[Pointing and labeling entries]
····················
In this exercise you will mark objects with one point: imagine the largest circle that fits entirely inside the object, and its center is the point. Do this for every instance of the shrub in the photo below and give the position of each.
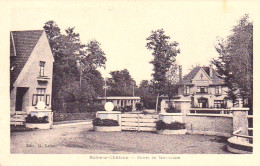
(139, 107)
(127, 108)
(105, 122)
(172, 109)
(35, 119)
(161, 125)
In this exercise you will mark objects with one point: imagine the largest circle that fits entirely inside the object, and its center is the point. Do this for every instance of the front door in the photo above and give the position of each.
(20, 92)
(203, 102)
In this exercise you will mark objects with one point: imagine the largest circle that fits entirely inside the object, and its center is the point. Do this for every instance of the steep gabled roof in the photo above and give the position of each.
(188, 78)
(22, 44)
(215, 76)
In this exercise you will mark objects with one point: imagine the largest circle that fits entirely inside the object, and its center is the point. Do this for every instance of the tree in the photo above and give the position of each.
(235, 61)
(164, 53)
(121, 83)
(172, 78)
(75, 85)
(148, 98)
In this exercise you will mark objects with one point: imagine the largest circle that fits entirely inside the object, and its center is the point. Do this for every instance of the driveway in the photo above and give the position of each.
(80, 139)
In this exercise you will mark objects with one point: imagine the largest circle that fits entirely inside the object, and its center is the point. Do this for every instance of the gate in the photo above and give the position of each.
(138, 122)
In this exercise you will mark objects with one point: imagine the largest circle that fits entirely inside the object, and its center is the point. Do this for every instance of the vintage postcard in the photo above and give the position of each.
(113, 82)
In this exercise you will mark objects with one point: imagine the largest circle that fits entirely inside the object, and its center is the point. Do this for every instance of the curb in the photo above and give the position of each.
(71, 124)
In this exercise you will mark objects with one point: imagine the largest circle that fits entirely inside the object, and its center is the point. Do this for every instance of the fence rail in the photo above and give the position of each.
(210, 111)
(138, 122)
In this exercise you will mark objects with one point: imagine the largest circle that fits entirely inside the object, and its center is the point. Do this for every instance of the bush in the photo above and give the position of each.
(127, 108)
(172, 109)
(161, 125)
(105, 122)
(139, 106)
(35, 119)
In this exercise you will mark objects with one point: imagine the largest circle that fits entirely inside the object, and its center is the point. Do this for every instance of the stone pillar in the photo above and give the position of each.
(163, 106)
(184, 106)
(240, 120)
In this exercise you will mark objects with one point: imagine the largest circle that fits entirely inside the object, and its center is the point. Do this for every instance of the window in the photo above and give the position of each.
(202, 89)
(42, 64)
(47, 99)
(236, 103)
(218, 89)
(186, 89)
(40, 96)
(219, 103)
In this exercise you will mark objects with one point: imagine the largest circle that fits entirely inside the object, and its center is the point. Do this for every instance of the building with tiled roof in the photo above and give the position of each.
(31, 70)
(204, 87)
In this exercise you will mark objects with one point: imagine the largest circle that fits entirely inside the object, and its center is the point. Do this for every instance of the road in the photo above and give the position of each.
(80, 139)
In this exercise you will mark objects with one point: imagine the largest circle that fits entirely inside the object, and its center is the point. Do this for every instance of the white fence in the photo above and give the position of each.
(138, 122)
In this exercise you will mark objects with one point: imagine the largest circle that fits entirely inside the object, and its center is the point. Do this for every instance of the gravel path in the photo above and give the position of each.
(80, 139)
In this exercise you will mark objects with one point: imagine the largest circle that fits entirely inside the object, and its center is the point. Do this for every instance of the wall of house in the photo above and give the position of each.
(212, 125)
(30, 72)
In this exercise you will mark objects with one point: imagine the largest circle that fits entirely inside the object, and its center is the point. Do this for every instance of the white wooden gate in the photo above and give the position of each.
(18, 118)
(138, 122)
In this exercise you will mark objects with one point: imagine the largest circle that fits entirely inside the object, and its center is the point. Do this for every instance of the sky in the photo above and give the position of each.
(122, 28)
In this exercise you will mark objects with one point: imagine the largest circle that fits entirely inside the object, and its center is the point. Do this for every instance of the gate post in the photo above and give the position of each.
(240, 119)
(184, 106)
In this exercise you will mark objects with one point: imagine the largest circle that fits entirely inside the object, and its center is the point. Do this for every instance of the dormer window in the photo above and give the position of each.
(202, 89)
(42, 65)
(218, 90)
(186, 89)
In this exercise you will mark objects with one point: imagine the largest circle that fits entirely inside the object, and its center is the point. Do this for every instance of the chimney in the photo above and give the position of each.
(180, 74)
(210, 71)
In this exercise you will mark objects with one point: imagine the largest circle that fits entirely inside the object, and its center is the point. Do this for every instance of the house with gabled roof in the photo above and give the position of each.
(204, 87)
(31, 70)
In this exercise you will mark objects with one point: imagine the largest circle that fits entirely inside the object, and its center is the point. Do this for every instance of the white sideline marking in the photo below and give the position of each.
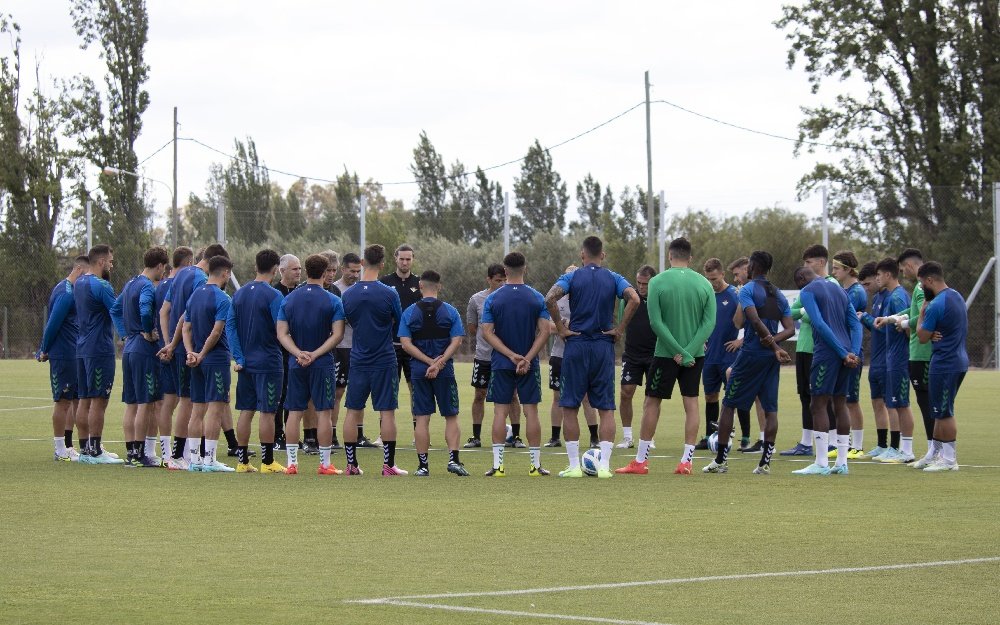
(560, 617)
(680, 580)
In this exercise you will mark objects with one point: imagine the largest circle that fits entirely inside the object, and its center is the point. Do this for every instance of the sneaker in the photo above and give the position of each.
(941, 465)
(635, 467)
(458, 469)
(106, 458)
(177, 464)
(274, 467)
(899, 458)
(875, 452)
(715, 467)
(813, 469)
(798, 450)
(756, 448)
(568, 472)
(217, 467)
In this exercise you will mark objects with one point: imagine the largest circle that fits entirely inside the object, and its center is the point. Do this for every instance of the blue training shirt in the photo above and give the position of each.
(184, 284)
(514, 311)
(207, 305)
(946, 313)
(59, 337)
(897, 344)
(372, 308)
(879, 335)
(725, 330)
(446, 317)
(836, 329)
(311, 311)
(592, 292)
(133, 315)
(94, 299)
(250, 329)
(754, 295)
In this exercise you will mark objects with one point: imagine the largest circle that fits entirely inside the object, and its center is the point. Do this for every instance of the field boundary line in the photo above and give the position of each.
(680, 580)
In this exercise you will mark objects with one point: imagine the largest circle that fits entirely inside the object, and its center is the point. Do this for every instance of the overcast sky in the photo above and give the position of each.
(323, 85)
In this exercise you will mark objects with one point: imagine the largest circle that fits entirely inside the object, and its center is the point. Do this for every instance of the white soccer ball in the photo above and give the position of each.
(590, 461)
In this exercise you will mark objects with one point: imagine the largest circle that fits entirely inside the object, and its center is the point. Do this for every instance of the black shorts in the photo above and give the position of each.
(343, 357)
(481, 373)
(555, 373)
(633, 373)
(920, 371)
(803, 369)
(664, 372)
(402, 363)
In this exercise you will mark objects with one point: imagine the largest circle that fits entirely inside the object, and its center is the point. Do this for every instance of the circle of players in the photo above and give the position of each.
(301, 350)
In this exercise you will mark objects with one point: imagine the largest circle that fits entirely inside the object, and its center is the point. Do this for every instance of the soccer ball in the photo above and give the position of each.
····················
**Objective**
Starting with the line that contains "of the circle", write out each line through the end of the listing, exactly as it appears, and include nothing else.

**Answer to the exercise**
In this exercise you will mark objects with one point: imagine the largest circle that fits entirely inside the object, and its center is the point. Do this for every instance of the circle of players in the photo above and give the position of each.
(301, 350)
In this exercise you will mark objects with one point: imagine the largest circle that fits entirely inside the object, and its center is the point. Do this for every instance of the soccer ball in the photo above and give the position of each.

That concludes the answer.